#### [What is expected]
Take the line containing "as [[40, 104]]." and all lines after it to the end of the records, and output them exactly.

#### [Task material]
##########

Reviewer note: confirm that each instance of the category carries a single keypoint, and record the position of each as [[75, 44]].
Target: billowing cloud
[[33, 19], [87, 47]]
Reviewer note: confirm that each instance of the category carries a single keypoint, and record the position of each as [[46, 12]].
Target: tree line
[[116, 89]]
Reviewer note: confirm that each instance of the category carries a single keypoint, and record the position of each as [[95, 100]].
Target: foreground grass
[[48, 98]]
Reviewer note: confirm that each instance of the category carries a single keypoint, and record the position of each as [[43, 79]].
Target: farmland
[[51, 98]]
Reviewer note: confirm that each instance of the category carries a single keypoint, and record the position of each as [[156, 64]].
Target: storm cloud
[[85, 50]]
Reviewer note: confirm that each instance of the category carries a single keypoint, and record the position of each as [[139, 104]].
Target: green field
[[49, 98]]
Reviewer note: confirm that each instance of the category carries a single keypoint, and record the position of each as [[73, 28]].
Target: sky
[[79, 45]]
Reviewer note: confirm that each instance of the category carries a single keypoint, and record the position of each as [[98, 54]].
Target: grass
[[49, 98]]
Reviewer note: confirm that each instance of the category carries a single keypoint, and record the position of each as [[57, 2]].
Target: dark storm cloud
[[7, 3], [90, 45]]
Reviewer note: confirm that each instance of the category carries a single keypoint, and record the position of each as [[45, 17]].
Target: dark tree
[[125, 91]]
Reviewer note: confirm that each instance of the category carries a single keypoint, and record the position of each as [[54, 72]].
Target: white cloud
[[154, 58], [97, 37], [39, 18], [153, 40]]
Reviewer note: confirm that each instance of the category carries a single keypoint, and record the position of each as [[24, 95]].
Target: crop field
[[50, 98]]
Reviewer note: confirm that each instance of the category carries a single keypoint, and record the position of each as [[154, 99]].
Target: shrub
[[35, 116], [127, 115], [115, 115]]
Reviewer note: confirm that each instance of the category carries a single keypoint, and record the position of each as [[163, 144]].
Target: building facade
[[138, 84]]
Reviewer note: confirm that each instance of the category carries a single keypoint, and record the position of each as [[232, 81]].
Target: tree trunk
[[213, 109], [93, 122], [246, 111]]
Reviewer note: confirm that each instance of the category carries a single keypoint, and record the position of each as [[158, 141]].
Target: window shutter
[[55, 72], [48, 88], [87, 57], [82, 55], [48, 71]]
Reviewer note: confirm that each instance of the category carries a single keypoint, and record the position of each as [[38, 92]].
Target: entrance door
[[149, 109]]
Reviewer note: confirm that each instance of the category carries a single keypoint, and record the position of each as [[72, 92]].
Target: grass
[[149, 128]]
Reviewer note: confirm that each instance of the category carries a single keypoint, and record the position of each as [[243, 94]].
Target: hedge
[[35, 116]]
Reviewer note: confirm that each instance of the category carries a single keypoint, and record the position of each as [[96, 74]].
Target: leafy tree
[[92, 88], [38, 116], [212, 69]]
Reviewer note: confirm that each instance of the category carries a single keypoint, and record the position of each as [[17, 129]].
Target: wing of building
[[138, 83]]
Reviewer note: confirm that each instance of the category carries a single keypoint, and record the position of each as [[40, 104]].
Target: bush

##########

#### [Answer area]
Reviewer note: confirm that each instance of the category carries a single keypoint, and record the position of each as [[40, 104]].
Target: bush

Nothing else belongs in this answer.